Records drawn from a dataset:
== == ==

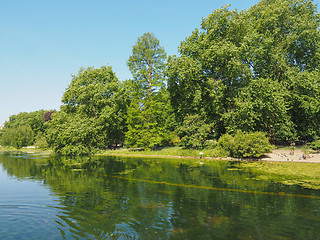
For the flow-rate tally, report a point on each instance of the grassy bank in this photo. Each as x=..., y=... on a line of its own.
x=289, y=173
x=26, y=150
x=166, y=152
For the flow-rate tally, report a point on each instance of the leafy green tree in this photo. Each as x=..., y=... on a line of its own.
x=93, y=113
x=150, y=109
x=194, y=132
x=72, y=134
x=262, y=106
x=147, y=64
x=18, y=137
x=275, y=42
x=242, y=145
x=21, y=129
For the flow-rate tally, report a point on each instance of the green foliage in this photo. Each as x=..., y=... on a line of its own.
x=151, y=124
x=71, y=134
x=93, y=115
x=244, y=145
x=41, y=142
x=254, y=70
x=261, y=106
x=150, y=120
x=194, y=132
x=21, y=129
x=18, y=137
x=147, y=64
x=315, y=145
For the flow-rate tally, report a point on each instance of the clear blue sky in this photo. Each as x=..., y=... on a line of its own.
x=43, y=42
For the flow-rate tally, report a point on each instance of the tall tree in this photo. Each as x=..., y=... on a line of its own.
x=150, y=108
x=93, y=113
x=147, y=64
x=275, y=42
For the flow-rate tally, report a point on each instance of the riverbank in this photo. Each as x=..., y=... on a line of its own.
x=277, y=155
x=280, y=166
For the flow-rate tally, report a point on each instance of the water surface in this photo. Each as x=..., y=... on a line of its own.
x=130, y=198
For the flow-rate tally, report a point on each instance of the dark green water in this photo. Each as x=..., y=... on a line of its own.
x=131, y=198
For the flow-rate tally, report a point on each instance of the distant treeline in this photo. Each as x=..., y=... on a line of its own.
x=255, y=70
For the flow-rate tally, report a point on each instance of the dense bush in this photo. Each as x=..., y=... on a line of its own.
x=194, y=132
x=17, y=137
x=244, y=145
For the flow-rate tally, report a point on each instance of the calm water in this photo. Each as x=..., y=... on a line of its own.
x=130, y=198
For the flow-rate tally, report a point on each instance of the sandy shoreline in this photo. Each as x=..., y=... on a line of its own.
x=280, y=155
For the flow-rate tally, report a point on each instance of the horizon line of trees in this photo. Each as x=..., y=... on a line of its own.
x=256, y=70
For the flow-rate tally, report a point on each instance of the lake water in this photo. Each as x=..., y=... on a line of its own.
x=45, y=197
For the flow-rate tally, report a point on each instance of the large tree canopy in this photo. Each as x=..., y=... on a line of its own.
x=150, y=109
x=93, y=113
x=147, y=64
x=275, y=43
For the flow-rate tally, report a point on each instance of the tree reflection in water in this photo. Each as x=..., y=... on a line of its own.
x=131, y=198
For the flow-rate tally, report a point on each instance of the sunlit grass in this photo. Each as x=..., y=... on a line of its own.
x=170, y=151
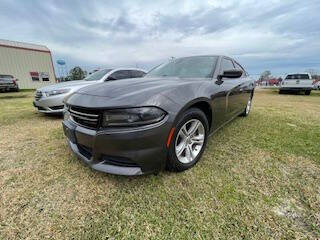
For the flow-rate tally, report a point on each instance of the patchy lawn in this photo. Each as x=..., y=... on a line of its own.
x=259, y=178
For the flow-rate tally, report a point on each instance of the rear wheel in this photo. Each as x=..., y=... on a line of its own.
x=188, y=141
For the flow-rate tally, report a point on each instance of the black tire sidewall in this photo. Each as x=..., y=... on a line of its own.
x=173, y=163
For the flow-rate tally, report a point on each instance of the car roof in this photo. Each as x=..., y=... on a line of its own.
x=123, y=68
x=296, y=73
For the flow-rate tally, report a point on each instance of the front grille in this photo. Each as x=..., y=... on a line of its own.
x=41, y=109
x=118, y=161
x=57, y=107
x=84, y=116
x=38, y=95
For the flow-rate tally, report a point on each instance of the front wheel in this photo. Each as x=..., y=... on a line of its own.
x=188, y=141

== == ==

Copy out all of the entries above word for word, omitting the pictures.

● **Exercise result**:
For the flow-rate tally, report a point on each instance of the grassy bank in this photo. Each as x=..., y=... on a line of its own.
x=289, y=173
x=26, y=150
x=166, y=152
For the flow-rate tally, report a point on each instance of the leafy green tree in this photo. Each as x=..., y=... on a line of its own.
x=93, y=113
x=150, y=109
x=194, y=132
x=72, y=134
x=262, y=106
x=147, y=64
x=18, y=137
x=275, y=42
x=242, y=145
x=21, y=129
For the flow-rate tally, report a point on each instance of the green foliage in this photo. Each as x=..., y=... on a line of its own.
x=151, y=124
x=71, y=134
x=93, y=115
x=244, y=145
x=41, y=142
x=254, y=70
x=261, y=106
x=150, y=120
x=194, y=132
x=21, y=129
x=18, y=137
x=147, y=64
x=315, y=145
For the flow-rate tally, report a point on each instance of the clear blue sky in this photo. Each as x=..., y=... on a line of its own.
x=43, y=42
For the flow-rate tally, report a point on each instance of the tall tree in this photo. Each as x=..., y=... on a line of its own.
x=150, y=108
x=93, y=113
x=147, y=64
x=275, y=42
For the flow-rate tally, report a point on each instance of the riverbank in this photo. Each as x=..., y=... on a line of its own.
x=277, y=155
x=280, y=166
For the flow-rate tally, report a point on each instance of the water surface in this photo. Each as x=..., y=... on a line of its own.
x=130, y=198
For the flow-rate tally, report a point on each instance of the dark green water in this photo. Each as x=..., y=... on a line of its own.
x=131, y=198
For the flow-rate tally, report a point on each instance of the distant treeline in this photo. Each as x=..., y=... on a line of its own.
x=255, y=70
For the flow-rate tally, report a point on each instance of the dense bush in this photo. Each as x=..., y=... on a line of its own.
x=194, y=132
x=17, y=137
x=244, y=145
For the flow-rate tally, report a point on each instance of the calm water in this photo. Each as x=..., y=... on a line of its own.
x=130, y=198
For the flow-rate tally, report a point on each instance of the sandy shoreline in this photo. Each as x=..., y=... on a line of its own.
x=280, y=155
For the flow-rate tally, report a point on each instance of the horizon line of trees in this photo. Each as x=..., y=... on a line of its own.
x=256, y=70
For the flow-rate tally, report a point on each instance of the lake water in this photo. Each as x=..., y=... on a line of its own.
x=45, y=197
For the flow-rate tally, report a point on each instance of the large tree canopy in this photo. Each as x=..., y=... on a line of its own.
x=150, y=109
x=93, y=113
x=147, y=64
x=275, y=43
For the flow-rate tally, report a point on each instance of the tree reflection in water in this photo. Each as x=..., y=... on a line of its own.
x=131, y=198
For the flow-rate tally, report a point on each instance of the sunlit grass in this photo. Each as x=..., y=... on a line of its own.
x=170, y=151
For the flow-rate tally, report a point on each instance of the patchy lawn in this photo. Each as x=..., y=... on a line of its own.
x=259, y=178
For the flow-rate tally, report a point on each instance of the rear wheel in this photo. Each as x=..., y=... on a line of its own.
x=188, y=141
For the flow-rate tally, report a point on each instance of the black tire sidewall in this photo. Each as x=..., y=... on a line of its own.
x=173, y=163
For the flow-rate tally, report a point on each instance of the car roof in this photo. Each as x=..., y=... on a line of its own.
x=123, y=68
x=296, y=73
For the flow-rate tally, report a point on each instance of the front grille in this photo. Each as x=..., y=... on a line of its own.
x=41, y=109
x=118, y=161
x=57, y=107
x=84, y=116
x=38, y=95
For the flow-rate tally, report a point on each instance of the front wheel in this photo. Each as x=..., y=... on a line of its own.
x=188, y=141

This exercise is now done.